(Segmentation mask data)
+++
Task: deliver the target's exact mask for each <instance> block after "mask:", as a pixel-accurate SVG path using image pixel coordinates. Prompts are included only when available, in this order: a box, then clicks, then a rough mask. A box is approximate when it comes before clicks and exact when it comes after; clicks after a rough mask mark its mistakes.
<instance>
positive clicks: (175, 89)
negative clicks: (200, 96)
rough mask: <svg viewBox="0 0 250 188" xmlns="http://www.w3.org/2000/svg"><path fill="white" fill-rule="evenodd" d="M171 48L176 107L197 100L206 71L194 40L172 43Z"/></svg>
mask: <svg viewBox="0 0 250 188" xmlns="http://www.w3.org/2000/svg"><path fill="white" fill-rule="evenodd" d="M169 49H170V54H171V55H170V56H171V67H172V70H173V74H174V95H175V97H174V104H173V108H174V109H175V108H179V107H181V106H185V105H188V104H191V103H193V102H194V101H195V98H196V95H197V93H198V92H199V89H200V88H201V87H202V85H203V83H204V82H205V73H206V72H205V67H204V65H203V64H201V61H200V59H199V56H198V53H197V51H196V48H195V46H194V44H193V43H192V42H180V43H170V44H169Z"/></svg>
+++
## How to complete this task
Nothing in the entries may change. Retype them all.

## Response
Task: deliver the target's exact mask for each <instance> block after "mask:", as a pixel-accurate SVG path using image pixel coordinates. Prompts are included only when available, in this order: a box, then clicks, then a rough mask. A box is approximate when it comes before clicks and exact when it comes after; clicks after a rough mask mark its mistakes.
<instance>
positive clicks: (175, 89)
negative clicks: (200, 96)
rough mask: <svg viewBox="0 0 250 188" xmlns="http://www.w3.org/2000/svg"><path fill="white" fill-rule="evenodd" d="M171 48L176 107L197 100L206 71L194 40L172 43Z"/></svg>
mask: <svg viewBox="0 0 250 188" xmlns="http://www.w3.org/2000/svg"><path fill="white" fill-rule="evenodd" d="M169 49H170V54H171V55H170V56H171V67H172V70H173V74H174V95H175V97H174V104H173V108H174V109H175V108H179V107H181V106H185V105H188V104H191V103H193V102H194V101H195V98H196V95H197V93H198V92H199V89H200V88H201V87H202V85H203V83H204V82H205V73H206V72H205V67H204V65H203V64H201V61H200V59H199V56H198V53H197V51H196V48H195V46H194V44H193V43H192V42H180V43H170V44H169Z"/></svg>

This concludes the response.